## Übungsaufgaben
1/ Schreibe den Abschnitt des Forenthreads von "## Erok (16." bis "eins vorrätig haben." ab und ändere dabei "Abverkauf" in "Sonderangebot".
2/ Wähle aus der Auflistung jede Zeile aus, in der die Zeichenfolge "sock" vorkommt, und schreibe diese Zeilen ab.

## Ausgewählter Auszug
————————

# Smartphone unter 80€ gesucht



## Your_Inspiration (15. November 2015)

*Smartphone unter 80€ gesucht*

Hey, ich suche ein neues Smartphone für unter 80€.

Das OS sollte Android sein, 4Zoll+ Display und sollte gut genug für Spiele sein.



Dankeschön.


----------



## R_Apid_Pr0 (15. November 2015)

*AW: Smartphone unter 80€ gesucht*

Für 80€ ?

Da würde ich mich lieber mal in der Bucht umschauen


----------



## S754 (15. November 2015)

*AW: Smartphone unter 80€ gesucht*

80€ + spielen wird nicht klappen. Da solltest du was gebrauchtes kaufen.


----------



## Your_Inspiration (15. November 2015)

*AW: Smartphone unter 80€ gesucht*

Auch nicht für so basic Spiele wie Farmville und Sachen wie YouTube?


----------



## ElGantho (16. November 2015)

*AW: Smartphone unter 80€ gesucht*

Also für 120€ bekommste z.B. nen Motorola Moto E 2nd Gen.
Das sollte dafür reichen.


----------



## Erok (16. November 2015)

*AW: Smartphone unter 80€ gesucht*

Guten Morgen 

ich habe neulich im Abverkauf das amazon FirePhone für 105 Euro gekauft : https://geizhals.de/amazon-fire-phone-32gb-schwarz-a1131699.html

Im Internet scheint es so gut wie ausverkauft zu sein momentan, aber einfach mal im nächsten Telekom-Shop nach fragen, ob die noch eins vorrätig haben.

Technisch ist es mit dem Samsung Galaxy A3 vergleichbar.

Und was den Google Play-Store betrifft, brauch man auch keine bedenken mehr haben, da man diesen mittlerweile ganz leicht und vor allem legal nach installieren kann.

Somit also ein grossartiges Handy für richtig wenig Geld. 

Greetz Erok


----------



## KonterSchock (16. November 2015)

*AW: Smartphone unter 80€ gesucht*

htc one X | eBay


----------



## Your_Inspiration (16. November 2015)

*AW: Smartphone unter 80€ gesucht*

120€ ist halt deutlich über meinem Limit.

Das FirePhone auch.

Ist das HTC One X denn gut?

————————

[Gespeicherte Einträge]
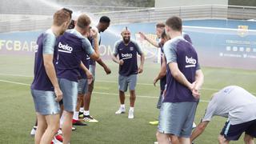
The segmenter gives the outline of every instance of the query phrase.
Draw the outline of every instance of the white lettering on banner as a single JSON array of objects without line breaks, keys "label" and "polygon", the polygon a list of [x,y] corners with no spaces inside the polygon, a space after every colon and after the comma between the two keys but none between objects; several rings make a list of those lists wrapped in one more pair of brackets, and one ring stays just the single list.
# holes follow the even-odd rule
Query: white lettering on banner
[{"label": "white lettering on banner", "polygon": [[0,40],[0,50],[6,49],[8,51],[34,51],[34,41],[13,41]]},{"label": "white lettering on banner", "polygon": [[132,54],[121,54],[122,58],[122,59],[129,59],[133,57]]},{"label": "white lettering on banner", "polygon": [[64,52],[64,53],[71,53],[73,51],[73,48],[71,46],[69,46],[68,44],[63,45],[61,42],[58,42],[58,51]]}]

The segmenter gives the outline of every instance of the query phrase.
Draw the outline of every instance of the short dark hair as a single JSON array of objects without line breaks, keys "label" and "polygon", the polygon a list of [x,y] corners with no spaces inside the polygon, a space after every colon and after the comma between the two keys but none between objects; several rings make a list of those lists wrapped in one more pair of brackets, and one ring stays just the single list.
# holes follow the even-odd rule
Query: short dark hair
[{"label": "short dark hair", "polygon": [[78,17],[78,22],[77,22],[77,26],[78,26],[78,27],[84,29],[90,24],[90,19],[86,14],[83,14]]},{"label": "short dark hair", "polygon": [[166,26],[166,25],[162,22],[158,22],[155,25],[155,26],[158,28],[164,28]]},{"label": "short dark hair", "polygon": [[64,10],[64,11],[68,12],[70,14],[70,18],[72,18],[72,14],[73,14],[72,10],[70,10],[70,9],[65,8],[65,7],[62,8],[62,10]]},{"label": "short dark hair", "polygon": [[163,32],[161,34],[161,38],[168,38],[166,30],[163,30]]},{"label": "short dark hair", "polygon": [[176,16],[168,18],[166,22],[166,25],[174,30],[181,31],[182,29],[182,21],[180,18]]},{"label": "short dark hair", "polygon": [[70,21],[70,14],[64,10],[59,10],[54,14],[54,25],[56,25],[58,26],[60,26],[66,22]]},{"label": "short dark hair", "polygon": [[107,16],[102,16],[102,17],[101,17],[101,18],[99,19],[99,22],[102,22],[102,23],[110,23],[110,18],[108,18]]}]

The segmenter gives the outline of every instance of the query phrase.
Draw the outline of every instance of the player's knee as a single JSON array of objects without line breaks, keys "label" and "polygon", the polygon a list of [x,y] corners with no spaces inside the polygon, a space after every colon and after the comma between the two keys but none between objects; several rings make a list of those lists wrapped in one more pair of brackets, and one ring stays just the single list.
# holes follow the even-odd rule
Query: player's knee
[{"label": "player's knee", "polygon": [[90,85],[89,85],[88,92],[93,92],[94,89],[94,85],[91,83]]},{"label": "player's knee", "polygon": [[56,134],[59,129],[59,124],[52,124],[47,126],[47,129],[50,129],[52,133]]},{"label": "player's knee", "polygon": [[175,135],[170,135],[170,140],[171,143],[178,143],[179,142],[178,138]]}]

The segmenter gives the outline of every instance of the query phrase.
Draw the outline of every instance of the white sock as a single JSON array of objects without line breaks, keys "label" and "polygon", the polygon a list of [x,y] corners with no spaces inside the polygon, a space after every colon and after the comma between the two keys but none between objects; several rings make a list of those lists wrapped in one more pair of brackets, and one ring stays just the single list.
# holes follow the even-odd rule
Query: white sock
[{"label": "white sock", "polygon": [[84,110],[83,111],[84,115],[90,115],[90,111],[89,110]]},{"label": "white sock", "polygon": [[134,107],[130,107],[130,110],[134,111]]},{"label": "white sock", "polygon": [[125,104],[121,105],[120,107],[122,108],[122,109],[126,109],[126,105]]},{"label": "white sock", "polygon": [[59,120],[59,127],[60,128],[62,128],[63,122],[64,122],[64,116],[63,116],[63,114],[62,114],[62,115],[61,117],[61,119]]},{"label": "white sock", "polygon": [[80,111],[81,113],[83,113],[84,110],[85,110],[85,109],[84,109],[83,107],[80,107],[79,111]]},{"label": "white sock", "polygon": [[78,120],[78,116],[79,116],[79,111],[74,112],[73,119]]}]

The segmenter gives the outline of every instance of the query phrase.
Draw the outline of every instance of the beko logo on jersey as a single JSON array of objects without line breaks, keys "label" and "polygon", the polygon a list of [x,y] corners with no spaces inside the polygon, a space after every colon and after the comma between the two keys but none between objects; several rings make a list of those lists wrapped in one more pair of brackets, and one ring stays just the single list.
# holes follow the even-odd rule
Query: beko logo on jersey
[{"label": "beko logo on jersey", "polygon": [[190,65],[186,65],[186,67],[195,67],[195,64],[197,63],[197,60],[191,58],[189,58],[187,56],[186,56],[186,62],[187,64],[190,64]]},{"label": "beko logo on jersey", "polygon": [[69,46],[69,45],[63,45],[61,42],[58,42],[58,51],[64,53],[71,53],[73,51],[73,48]]},{"label": "beko logo on jersey", "polygon": [[128,58],[131,58],[133,57],[132,54],[122,54],[122,59],[128,59]]}]

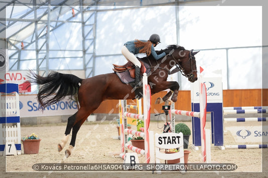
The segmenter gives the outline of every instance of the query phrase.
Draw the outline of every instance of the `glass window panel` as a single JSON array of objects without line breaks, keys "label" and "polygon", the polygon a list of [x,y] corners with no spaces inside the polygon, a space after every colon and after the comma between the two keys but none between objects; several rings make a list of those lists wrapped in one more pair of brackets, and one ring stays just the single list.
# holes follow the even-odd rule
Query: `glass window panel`
[{"label": "glass window panel", "polygon": [[261,88],[261,48],[230,49],[230,89]]}]

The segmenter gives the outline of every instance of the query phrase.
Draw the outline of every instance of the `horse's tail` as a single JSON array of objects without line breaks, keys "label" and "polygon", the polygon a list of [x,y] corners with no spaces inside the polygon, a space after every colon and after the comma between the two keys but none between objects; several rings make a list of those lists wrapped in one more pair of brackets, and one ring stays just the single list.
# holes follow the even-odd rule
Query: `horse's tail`
[{"label": "horse's tail", "polygon": [[82,79],[72,75],[50,72],[47,77],[42,77],[31,71],[31,83],[41,85],[37,94],[37,100],[40,104],[40,109],[56,103],[68,95],[71,97],[77,93],[79,83]]}]

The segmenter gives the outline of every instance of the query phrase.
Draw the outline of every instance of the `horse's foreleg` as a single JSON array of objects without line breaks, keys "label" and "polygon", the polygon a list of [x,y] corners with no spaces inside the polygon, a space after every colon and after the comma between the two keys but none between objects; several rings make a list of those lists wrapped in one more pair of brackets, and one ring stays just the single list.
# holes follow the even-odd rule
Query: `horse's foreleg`
[{"label": "horse's foreleg", "polygon": [[67,123],[65,135],[63,136],[63,138],[62,138],[61,142],[58,144],[58,151],[59,152],[60,152],[62,149],[63,149],[66,143],[68,141],[71,130],[74,124],[74,121],[75,121],[76,113],[77,112],[68,118],[68,122]]},{"label": "horse's foreleg", "polygon": [[[173,95],[172,95],[172,91],[169,91],[169,92],[163,97],[163,101],[166,101],[172,95],[171,100],[172,101],[175,102],[177,101],[177,94],[180,85],[177,82],[171,81],[162,82],[161,85],[159,86],[158,90],[159,91],[163,91],[166,90],[167,89],[170,89],[170,90],[173,92]],[[158,92],[158,91],[157,91],[157,92]]]},{"label": "horse's foreleg", "polygon": [[178,93],[178,89],[180,85],[176,82],[173,83],[173,85],[170,88],[170,89],[173,91],[173,95],[171,97],[171,101],[175,102],[177,100],[177,94]]},{"label": "horse's foreleg", "polygon": [[74,145],[75,145],[75,140],[76,139],[76,135],[77,132],[81,127],[81,125],[85,121],[86,118],[85,119],[80,120],[79,122],[76,123],[75,125],[72,127],[72,137],[71,139],[71,142],[70,142],[70,145],[67,149],[65,150],[65,156],[66,157],[69,157],[71,155],[71,152]]},{"label": "horse's foreleg", "polygon": [[163,97],[163,101],[166,101],[172,95],[172,92],[171,91],[169,91],[168,93],[166,94]]},{"label": "horse's foreleg", "polygon": [[177,100],[177,94],[178,93],[178,90],[175,90],[174,91],[174,92],[173,92],[173,95],[172,95],[171,97],[171,101],[175,102]]}]

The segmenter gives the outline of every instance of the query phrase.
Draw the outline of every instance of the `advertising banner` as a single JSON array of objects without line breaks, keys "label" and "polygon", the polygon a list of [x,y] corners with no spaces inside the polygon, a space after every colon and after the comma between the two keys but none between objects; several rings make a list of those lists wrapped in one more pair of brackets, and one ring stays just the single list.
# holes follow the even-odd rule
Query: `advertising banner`
[{"label": "advertising banner", "polygon": [[[199,80],[191,83],[192,103],[199,103]],[[222,82],[221,77],[203,77],[201,82],[205,83],[207,90],[208,103],[222,103]]]},{"label": "advertising banner", "polygon": [[258,123],[258,126],[230,126],[225,127],[225,129],[231,132],[236,142],[261,143],[262,141],[267,143],[268,127],[261,126],[261,123]]},{"label": "advertising banner", "polygon": [[39,110],[40,106],[36,97],[36,95],[20,96],[21,117],[72,115],[77,111],[76,101],[69,100],[68,97],[42,111]]},{"label": "advertising banner", "polygon": [[9,72],[0,76],[0,84],[16,83],[19,84],[19,93],[31,92],[31,84],[27,77],[29,72],[25,71]]}]

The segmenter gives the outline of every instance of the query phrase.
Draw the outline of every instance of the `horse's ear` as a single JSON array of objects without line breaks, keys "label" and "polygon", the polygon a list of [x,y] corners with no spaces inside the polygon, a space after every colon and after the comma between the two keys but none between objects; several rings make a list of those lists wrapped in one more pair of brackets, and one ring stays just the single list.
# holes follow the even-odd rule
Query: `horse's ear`
[{"label": "horse's ear", "polygon": [[198,52],[200,52],[200,51],[196,51],[196,52],[193,52],[193,51],[192,51],[192,52],[193,52],[193,53],[192,53],[193,55],[194,56],[195,56],[196,54],[197,54],[197,53],[198,53]]}]

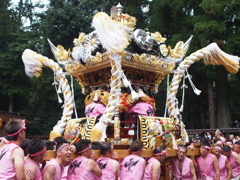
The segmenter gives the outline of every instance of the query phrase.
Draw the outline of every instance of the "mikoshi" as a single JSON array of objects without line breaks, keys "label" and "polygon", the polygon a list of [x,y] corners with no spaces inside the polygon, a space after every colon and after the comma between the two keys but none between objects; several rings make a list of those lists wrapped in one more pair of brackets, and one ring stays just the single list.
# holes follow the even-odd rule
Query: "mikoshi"
[{"label": "mikoshi", "polygon": [[[50,132],[50,140],[64,136],[72,143],[79,139],[111,141],[116,149],[125,148],[118,150],[121,157],[128,154],[126,147],[133,139],[144,143],[144,157],[149,157],[156,146],[176,149],[188,142],[181,119],[183,104],[179,107],[176,97],[182,78],[188,78],[197,95],[201,93],[192,83],[188,68],[203,59],[206,65],[223,65],[230,73],[238,72],[239,57],[223,52],[216,43],[185,57],[192,36],[171,48],[160,32],[146,32],[135,25],[136,18],[123,13],[118,5],[112,7],[110,15],[96,13],[94,31],[79,33],[72,51],[48,39],[56,61],[30,49],[23,52],[26,74],[39,77],[42,68],[49,67],[54,72],[57,94],[63,94],[62,117]],[[160,83],[165,76],[169,80],[170,73],[173,78],[166,99],[169,116],[156,117],[155,99],[150,95],[158,93]],[[74,90],[67,76],[75,78],[86,95],[86,117],[77,118],[75,111],[76,118],[72,118]],[[59,95],[58,100],[62,103]],[[167,152],[172,155],[171,150]]]}]

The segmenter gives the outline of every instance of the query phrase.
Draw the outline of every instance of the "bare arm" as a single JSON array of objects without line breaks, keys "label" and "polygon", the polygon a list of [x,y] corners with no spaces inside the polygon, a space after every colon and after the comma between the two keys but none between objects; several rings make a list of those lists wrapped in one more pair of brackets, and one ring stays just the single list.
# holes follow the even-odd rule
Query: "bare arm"
[{"label": "bare arm", "polygon": [[13,150],[12,153],[13,164],[16,169],[16,176],[18,180],[25,180],[24,175],[24,152],[21,148]]},{"label": "bare arm", "polygon": [[236,152],[232,152],[235,161],[240,165],[240,156]]},{"label": "bare arm", "polygon": [[88,165],[89,165],[89,170],[93,172],[97,177],[102,176],[102,171],[94,160],[89,159]]},{"label": "bare arm", "polygon": [[194,168],[194,165],[193,165],[192,161],[190,162],[190,171],[191,171],[191,174],[193,176],[193,180],[197,180],[196,171],[195,171],[195,168]]},{"label": "bare arm", "polygon": [[160,162],[157,162],[153,164],[152,166],[152,180],[159,180],[160,177],[158,177],[159,173],[161,171],[161,164]]},{"label": "bare arm", "polygon": [[142,175],[141,175],[141,179],[143,179],[143,175],[144,175],[144,172],[145,172],[145,167],[146,167],[146,161],[144,161],[144,164],[143,164],[143,170],[142,170]]},{"label": "bare arm", "polygon": [[120,176],[120,165],[119,165],[119,162],[114,160],[114,172],[116,173],[115,174],[115,177],[116,177],[116,180],[118,179],[118,177]]},{"label": "bare arm", "polygon": [[232,177],[232,167],[231,167],[231,164],[228,161],[228,159],[226,161],[226,167],[227,167],[227,172],[228,172],[227,180],[230,180]]},{"label": "bare arm", "polygon": [[43,180],[54,180],[56,169],[53,165],[49,165],[44,170]]},{"label": "bare arm", "polygon": [[216,172],[216,180],[220,180],[220,171],[219,171],[218,160],[216,156],[213,156],[213,166]]},{"label": "bare arm", "polygon": [[34,180],[37,175],[37,168],[35,166],[28,166],[24,169],[26,180]]}]

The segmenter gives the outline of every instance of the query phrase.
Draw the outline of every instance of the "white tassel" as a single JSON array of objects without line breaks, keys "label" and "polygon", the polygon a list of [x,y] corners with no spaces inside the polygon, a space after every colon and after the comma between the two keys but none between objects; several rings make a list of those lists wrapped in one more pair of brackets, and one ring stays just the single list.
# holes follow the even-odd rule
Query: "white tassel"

————————

## Vollständige Lösungen
1/
## Erok (16. November 2015)

*AW: Smartphone unter 80€ gesucht*

Guten Morgen 

ich habe neulich im Sonderangebot das amazon FirePhone für 105 Euro gekauft : https://geizhals.de/amazon-fire-phone-32gb-schwarz-a1131699.html

Im Internet scheint es so gut wie ausverkauft zu sein momentan, aber einfach mal im nächsten Telekom-Shop nach fragen, ob die noch eins vorrätig haben.

2/
Draw the outline of every instance of the white sock as a single JSON array of objects without line breaks, keys "label" and "polygon", the polygon a list of [x,y] corners with no spaces inside the polygon, a space after every colon and after the comma between the two keys but none between objects; several rings make a list of those lists wrapped in one more pair of brackets, and one ring stays just the single list.
Query: white sock
[{"label": "white sock", "polygon": [[84,110],[83,111],[84,115],[90,115],[90,111],[89,110]]},{"label": "white sock", "polygon": [[134,107],[130,107],[130,110],[134,111]]},{"label": "white sock", "polygon": [[125,104],[121,105],[120,107],[122,108],[122,109],[126,109],[126,105]]},{"label": "white sock", "polygon": [[59,120],[59,127],[60,128],[62,128],[63,122],[64,122],[64,116],[63,116],[63,114],[62,114],[62,115],[61,117],[61,119]]},{"label": "white sock", "polygon": [[80,111],[81,113],[83,113],[84,110],[85,110],[85,109],[84,109],[83,107],[80,107],[79,111]]},{"label": "white sock", "polygon": [[78,120],[78,116],[79,116],[79,111],[74,112],[73,119]]}]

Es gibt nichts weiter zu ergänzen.